#### The problem
Please return only the lines from the one holding "Expected: the pointer indicates a point on the wooden" through the one holding "Expected: the pointer indicates a point on the decorative", exactly as they appear in the records below, both ends included.
◆ ◆ ◆
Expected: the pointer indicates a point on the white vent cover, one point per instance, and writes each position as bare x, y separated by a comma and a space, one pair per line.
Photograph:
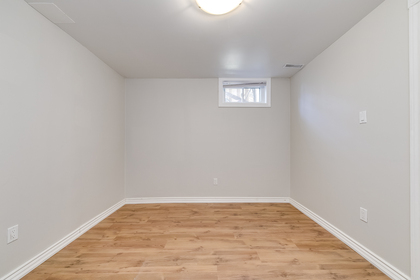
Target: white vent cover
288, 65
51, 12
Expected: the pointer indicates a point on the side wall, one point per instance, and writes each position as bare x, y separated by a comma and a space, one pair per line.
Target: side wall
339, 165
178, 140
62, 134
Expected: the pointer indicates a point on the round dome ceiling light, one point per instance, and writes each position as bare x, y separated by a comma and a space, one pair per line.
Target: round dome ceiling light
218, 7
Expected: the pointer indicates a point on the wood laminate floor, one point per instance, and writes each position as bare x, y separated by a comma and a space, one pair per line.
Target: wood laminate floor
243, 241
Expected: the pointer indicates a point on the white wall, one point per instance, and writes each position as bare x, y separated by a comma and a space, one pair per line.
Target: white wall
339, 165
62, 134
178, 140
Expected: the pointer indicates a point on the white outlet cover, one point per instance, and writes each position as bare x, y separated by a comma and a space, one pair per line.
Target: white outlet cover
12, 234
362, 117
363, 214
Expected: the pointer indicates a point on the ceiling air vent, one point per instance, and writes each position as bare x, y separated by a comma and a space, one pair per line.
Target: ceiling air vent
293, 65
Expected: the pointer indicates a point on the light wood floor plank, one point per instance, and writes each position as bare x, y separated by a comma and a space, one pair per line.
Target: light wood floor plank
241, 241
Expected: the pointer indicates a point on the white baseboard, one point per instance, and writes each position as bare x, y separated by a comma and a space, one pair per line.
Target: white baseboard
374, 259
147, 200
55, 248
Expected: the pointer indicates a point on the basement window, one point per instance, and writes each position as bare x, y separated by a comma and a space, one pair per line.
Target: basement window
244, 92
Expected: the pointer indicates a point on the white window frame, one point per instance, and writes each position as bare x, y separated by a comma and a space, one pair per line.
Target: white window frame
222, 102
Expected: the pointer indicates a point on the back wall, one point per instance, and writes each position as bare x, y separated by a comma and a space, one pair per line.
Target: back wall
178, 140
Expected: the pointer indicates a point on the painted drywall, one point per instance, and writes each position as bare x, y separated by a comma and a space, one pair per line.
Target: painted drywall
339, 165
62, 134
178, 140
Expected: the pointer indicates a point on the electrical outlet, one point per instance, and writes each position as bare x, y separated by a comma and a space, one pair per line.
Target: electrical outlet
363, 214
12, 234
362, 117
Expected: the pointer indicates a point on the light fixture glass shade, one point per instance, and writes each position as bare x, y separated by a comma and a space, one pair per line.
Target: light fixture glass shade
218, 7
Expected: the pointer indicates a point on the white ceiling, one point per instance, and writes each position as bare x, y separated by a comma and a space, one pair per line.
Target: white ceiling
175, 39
◆ ◆ ◆
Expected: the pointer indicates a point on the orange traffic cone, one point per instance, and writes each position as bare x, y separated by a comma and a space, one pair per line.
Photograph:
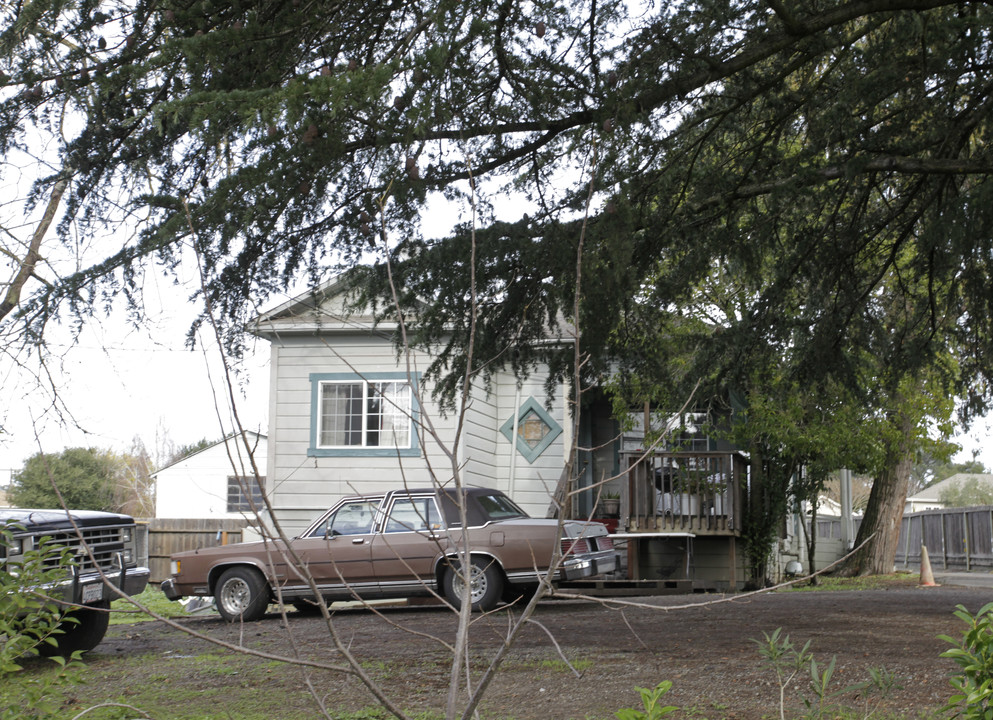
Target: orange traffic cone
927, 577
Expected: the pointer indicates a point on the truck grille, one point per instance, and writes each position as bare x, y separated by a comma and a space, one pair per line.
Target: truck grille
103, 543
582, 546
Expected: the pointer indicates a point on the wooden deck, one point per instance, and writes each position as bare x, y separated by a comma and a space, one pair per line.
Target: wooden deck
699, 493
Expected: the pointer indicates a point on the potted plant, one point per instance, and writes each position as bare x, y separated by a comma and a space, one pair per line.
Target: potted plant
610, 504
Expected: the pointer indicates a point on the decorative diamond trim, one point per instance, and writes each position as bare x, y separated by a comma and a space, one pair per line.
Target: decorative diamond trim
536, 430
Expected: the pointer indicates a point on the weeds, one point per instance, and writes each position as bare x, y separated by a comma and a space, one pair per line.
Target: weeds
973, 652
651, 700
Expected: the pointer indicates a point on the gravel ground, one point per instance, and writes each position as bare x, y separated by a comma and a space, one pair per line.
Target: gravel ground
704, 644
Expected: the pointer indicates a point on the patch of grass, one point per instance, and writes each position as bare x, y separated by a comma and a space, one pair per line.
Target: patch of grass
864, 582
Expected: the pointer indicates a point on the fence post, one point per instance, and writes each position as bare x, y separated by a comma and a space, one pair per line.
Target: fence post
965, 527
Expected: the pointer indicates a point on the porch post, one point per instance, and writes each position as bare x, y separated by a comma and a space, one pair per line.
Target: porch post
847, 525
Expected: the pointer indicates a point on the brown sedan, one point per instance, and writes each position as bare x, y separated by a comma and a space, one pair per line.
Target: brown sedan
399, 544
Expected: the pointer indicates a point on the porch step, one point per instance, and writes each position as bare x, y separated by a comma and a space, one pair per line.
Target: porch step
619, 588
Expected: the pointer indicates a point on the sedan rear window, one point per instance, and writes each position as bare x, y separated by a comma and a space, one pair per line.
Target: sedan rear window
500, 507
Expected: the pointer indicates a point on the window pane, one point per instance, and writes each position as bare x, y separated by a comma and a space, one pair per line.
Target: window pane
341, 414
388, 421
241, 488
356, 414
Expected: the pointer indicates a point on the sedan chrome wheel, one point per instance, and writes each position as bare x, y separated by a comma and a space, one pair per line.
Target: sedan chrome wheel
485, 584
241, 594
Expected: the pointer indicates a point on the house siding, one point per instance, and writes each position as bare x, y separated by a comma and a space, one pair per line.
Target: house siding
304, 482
◆ ◆ ◆
#### Task answer
Expected: the pointer indicates a point on the wooden deck, one point per instance, and writes each position as bare x, y separated by a comma and a space, one pair per line.
Target: wooden deck
699, 493
Expected: the pointer indicates a point on the potted plant, one point per instance, and writes each position as bare x, y separated by a comma and a space, one pair per line.
Target: potted plant
610, 504
Expected: the pointer indicates a point on the decorative diamond trim, one point per instance, and writes each position as bare x, y separated by a comma and a space, one pair per line.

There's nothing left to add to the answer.